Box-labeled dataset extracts
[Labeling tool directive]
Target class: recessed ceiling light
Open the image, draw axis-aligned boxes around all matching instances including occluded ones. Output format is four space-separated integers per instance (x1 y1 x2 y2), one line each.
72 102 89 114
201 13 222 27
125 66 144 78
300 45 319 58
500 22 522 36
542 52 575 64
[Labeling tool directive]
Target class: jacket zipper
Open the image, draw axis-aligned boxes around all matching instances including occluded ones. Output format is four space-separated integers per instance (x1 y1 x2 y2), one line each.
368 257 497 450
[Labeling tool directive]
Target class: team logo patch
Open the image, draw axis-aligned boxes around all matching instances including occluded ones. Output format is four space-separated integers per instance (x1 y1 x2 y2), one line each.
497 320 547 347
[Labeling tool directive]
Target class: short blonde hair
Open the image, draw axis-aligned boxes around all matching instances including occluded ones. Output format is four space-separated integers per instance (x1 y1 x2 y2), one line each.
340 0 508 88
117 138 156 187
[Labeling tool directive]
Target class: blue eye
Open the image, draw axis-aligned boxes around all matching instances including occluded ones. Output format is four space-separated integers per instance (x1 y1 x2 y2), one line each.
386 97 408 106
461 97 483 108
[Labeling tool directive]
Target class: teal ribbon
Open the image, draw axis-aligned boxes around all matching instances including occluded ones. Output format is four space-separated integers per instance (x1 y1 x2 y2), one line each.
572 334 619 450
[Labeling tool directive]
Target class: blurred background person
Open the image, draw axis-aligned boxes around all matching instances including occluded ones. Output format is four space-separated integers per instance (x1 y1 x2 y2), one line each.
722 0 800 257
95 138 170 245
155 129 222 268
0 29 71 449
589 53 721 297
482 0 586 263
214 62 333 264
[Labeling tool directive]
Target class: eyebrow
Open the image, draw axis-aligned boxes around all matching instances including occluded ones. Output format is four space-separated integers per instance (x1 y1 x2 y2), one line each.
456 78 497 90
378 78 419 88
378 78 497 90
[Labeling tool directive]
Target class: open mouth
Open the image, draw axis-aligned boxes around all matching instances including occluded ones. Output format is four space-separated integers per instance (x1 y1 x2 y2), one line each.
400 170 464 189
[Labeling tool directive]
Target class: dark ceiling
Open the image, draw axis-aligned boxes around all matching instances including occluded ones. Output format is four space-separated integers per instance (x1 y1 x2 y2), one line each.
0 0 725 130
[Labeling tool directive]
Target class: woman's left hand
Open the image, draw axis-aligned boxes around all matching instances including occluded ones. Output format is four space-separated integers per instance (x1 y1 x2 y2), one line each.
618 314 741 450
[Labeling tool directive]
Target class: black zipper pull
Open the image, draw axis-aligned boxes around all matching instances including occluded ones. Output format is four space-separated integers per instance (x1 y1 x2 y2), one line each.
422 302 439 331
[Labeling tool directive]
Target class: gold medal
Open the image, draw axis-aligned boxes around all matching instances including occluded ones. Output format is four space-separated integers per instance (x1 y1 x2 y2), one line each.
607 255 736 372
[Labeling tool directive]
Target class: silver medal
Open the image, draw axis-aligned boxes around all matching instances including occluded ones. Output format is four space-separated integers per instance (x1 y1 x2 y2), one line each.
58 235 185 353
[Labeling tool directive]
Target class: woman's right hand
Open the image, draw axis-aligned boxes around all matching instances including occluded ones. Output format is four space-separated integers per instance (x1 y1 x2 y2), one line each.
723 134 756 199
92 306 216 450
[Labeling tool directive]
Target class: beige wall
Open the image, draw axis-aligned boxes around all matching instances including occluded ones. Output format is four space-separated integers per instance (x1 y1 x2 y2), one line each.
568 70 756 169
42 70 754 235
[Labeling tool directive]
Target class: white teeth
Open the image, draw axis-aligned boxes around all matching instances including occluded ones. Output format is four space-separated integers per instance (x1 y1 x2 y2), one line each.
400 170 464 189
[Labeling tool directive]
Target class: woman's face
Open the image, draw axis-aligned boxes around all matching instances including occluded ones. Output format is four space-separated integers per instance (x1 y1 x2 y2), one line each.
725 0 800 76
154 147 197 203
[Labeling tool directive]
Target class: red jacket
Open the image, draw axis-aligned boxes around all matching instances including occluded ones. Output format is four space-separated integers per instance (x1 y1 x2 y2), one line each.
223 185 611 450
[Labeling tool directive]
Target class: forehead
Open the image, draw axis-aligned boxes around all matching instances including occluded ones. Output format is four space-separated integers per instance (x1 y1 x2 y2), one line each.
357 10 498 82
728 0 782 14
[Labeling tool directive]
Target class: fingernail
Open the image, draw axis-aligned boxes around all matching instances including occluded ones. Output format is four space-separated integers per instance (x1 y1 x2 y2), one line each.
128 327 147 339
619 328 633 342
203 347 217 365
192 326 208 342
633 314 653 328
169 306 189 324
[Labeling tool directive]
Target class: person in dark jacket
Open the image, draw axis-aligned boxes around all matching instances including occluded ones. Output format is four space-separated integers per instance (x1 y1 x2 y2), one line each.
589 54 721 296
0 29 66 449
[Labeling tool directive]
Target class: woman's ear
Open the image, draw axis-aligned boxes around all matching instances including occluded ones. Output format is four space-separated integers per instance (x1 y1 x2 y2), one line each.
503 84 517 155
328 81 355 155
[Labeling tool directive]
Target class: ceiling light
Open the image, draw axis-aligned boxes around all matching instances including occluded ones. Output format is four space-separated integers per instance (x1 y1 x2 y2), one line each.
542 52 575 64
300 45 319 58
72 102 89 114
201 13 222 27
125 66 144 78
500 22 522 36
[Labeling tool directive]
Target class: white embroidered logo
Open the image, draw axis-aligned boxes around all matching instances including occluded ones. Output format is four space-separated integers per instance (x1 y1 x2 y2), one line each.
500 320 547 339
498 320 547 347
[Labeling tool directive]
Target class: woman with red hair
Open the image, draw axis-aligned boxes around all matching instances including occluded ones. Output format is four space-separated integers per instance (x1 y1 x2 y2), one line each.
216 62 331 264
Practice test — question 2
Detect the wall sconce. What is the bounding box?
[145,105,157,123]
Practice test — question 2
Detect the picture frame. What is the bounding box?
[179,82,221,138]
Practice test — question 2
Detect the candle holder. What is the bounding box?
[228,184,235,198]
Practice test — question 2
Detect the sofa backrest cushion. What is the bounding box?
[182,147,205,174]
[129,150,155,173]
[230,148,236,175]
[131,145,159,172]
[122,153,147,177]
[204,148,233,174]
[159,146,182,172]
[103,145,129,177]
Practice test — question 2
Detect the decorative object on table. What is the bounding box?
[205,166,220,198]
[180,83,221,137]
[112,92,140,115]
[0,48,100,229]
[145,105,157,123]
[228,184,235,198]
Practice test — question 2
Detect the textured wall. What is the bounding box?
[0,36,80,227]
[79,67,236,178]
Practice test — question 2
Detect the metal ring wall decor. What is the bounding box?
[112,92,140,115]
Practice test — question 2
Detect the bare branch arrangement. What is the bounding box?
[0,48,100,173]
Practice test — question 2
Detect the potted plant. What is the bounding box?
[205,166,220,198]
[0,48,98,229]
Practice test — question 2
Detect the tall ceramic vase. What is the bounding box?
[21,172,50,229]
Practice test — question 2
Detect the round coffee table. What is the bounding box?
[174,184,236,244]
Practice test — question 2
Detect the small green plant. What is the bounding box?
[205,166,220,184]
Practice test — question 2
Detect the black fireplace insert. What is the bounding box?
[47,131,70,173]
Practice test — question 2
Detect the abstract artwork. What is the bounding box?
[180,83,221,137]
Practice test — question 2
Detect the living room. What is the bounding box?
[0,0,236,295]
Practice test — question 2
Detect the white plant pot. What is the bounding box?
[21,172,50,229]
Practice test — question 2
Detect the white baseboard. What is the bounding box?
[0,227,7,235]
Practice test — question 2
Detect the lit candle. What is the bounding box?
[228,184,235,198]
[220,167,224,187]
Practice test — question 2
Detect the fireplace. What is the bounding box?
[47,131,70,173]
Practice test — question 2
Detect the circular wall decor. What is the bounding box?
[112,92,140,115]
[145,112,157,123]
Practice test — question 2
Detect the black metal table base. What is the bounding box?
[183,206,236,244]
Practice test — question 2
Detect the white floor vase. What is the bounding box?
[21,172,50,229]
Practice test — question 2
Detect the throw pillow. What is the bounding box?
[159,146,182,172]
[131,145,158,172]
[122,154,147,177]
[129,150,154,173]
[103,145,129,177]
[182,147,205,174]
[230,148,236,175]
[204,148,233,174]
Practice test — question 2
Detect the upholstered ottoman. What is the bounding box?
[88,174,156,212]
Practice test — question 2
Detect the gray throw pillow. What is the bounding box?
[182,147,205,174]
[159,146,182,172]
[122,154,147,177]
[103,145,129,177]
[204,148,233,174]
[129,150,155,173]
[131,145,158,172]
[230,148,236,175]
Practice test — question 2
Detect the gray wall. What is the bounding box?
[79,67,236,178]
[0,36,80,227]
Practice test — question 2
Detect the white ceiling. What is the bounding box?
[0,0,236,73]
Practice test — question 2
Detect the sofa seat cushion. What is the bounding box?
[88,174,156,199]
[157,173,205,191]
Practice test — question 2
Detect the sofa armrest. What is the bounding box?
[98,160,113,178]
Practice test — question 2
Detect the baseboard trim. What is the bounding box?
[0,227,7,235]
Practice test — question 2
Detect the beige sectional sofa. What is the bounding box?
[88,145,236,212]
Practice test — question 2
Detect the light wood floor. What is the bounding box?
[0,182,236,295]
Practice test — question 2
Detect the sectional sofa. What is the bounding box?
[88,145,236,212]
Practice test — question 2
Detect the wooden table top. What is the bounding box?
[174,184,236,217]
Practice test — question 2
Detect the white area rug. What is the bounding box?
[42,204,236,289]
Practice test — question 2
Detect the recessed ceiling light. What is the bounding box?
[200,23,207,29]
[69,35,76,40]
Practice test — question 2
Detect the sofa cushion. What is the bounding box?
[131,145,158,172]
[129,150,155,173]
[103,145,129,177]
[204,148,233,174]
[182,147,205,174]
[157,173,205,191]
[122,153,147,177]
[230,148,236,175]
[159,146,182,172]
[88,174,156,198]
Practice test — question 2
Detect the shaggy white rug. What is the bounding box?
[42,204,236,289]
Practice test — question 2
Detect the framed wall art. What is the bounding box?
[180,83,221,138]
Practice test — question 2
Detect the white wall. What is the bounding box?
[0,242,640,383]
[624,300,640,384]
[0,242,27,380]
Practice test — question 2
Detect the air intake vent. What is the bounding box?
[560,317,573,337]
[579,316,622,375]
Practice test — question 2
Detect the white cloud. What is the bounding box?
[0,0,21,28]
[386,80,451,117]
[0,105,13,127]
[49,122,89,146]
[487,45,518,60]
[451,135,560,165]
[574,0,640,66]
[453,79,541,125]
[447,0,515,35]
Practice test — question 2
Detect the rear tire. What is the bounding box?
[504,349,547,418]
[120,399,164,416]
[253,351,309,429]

* * *

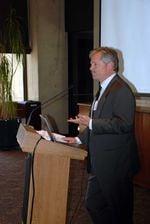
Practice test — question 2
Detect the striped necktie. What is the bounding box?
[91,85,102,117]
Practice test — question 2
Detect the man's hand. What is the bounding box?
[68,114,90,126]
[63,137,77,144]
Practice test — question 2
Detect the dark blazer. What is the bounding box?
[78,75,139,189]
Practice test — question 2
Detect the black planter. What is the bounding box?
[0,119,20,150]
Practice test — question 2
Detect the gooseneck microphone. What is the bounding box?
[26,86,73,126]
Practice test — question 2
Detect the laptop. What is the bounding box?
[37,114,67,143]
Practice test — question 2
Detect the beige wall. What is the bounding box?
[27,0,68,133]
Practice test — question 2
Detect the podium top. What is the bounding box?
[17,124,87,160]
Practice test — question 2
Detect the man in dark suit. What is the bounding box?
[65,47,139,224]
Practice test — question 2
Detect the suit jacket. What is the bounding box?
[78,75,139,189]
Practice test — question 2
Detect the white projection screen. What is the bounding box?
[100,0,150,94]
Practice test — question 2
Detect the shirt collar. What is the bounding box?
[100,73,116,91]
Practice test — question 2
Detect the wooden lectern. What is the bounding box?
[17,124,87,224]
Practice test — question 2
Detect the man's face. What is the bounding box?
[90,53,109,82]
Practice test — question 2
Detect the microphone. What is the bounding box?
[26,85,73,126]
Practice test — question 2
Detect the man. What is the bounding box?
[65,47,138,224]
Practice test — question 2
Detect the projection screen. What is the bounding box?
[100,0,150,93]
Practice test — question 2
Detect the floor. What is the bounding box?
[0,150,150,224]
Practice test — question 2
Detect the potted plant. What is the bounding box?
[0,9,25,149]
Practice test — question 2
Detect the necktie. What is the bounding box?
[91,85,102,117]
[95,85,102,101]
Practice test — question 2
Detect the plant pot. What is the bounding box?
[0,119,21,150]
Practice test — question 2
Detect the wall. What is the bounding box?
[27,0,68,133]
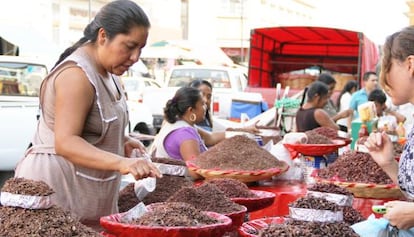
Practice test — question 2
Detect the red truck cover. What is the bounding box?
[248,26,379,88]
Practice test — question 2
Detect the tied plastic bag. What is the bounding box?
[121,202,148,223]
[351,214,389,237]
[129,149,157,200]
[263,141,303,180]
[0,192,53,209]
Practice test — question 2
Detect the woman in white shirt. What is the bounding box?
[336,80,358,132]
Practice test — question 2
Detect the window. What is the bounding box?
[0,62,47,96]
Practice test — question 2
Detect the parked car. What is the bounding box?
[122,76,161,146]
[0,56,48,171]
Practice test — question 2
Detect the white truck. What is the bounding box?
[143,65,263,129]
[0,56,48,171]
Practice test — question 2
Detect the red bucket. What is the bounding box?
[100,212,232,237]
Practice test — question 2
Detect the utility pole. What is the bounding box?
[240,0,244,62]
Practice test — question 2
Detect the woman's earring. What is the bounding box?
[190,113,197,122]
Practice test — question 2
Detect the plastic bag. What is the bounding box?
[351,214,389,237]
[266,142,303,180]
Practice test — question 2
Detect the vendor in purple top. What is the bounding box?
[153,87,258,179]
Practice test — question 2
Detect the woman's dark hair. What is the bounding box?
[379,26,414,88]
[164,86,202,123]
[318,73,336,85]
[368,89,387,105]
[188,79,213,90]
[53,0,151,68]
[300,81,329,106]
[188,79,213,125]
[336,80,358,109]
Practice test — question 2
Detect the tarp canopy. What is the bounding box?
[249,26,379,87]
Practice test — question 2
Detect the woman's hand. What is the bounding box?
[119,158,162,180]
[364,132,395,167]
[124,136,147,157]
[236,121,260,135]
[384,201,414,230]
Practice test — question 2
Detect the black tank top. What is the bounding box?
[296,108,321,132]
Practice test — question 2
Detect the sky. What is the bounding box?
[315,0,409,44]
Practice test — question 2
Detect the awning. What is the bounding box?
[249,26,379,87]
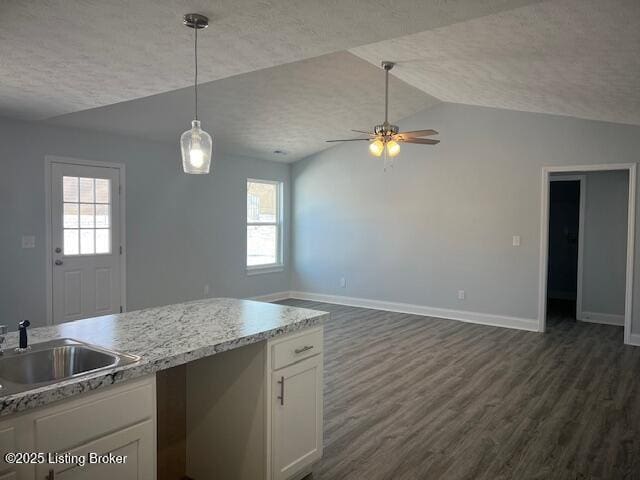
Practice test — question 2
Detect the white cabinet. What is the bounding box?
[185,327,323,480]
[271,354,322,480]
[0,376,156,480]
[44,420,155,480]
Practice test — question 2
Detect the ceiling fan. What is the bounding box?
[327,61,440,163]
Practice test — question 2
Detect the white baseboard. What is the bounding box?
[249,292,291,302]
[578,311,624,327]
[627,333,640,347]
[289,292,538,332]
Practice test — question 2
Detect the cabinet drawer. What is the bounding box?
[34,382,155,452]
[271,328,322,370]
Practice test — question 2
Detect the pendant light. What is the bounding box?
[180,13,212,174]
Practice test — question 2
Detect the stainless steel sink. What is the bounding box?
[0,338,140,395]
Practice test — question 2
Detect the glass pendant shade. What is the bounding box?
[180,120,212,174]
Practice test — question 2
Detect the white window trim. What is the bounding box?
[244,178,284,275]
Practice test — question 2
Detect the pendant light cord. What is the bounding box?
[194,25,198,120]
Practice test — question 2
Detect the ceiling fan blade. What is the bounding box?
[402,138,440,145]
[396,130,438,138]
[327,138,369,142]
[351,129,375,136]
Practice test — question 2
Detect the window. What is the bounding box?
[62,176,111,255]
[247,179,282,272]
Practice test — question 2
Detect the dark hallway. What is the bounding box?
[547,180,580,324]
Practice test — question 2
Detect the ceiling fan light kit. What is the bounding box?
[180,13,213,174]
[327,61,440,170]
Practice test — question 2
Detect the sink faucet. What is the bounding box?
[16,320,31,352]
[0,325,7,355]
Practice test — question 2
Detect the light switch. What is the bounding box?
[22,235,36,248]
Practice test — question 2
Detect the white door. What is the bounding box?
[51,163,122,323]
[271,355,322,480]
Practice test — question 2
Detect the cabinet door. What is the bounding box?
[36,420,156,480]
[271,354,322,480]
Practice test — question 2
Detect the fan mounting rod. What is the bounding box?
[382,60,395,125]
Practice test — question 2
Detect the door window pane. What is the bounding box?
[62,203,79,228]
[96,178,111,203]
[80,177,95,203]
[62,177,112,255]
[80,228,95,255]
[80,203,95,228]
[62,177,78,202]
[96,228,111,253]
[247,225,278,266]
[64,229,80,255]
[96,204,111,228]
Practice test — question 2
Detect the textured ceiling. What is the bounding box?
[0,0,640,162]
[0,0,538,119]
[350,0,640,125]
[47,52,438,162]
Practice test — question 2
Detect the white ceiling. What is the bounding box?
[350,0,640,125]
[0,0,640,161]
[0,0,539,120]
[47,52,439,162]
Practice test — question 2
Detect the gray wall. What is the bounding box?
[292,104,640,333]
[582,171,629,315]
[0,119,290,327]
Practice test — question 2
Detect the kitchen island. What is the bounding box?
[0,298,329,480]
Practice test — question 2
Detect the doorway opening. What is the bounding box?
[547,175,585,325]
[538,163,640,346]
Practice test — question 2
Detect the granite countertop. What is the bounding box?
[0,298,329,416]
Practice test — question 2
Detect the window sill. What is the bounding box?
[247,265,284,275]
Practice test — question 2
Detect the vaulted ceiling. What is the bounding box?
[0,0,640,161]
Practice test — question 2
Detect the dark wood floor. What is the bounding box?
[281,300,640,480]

* Problem details
Pick out each line in the records above that contains the word "pillow", and copy those lines in full.

* Written reply
Detect the throw pillow. What is the bounding box?
Detect the gray throw pillow. What is the bounding box?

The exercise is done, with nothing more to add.